* [Stored data entries]

======

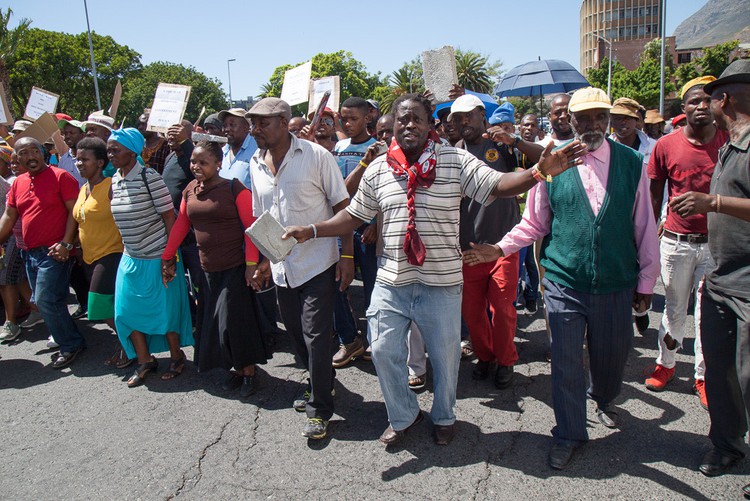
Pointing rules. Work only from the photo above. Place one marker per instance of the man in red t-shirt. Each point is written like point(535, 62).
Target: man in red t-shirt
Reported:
point(43, 198)
point(685, 160)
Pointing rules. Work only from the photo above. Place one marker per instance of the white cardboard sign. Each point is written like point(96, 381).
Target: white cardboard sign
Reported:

======

* [TO DO] Copy each line above exactly, with no images.

* [EXERCISE ANSWER]
Pointing rules. Work only from the photo above. Place one marker per instance of the man in red t-shirt. Each point is written like point(535, 62).
Target: man in red t-shirt
Reported:
point(43, 198)
point(685, 160)
Pointing rules. Work only from the photo above. Place one marker per instance of the white cardboard sign. Each point is written like point(96, 381).
Target: white cardboard sign
Reported:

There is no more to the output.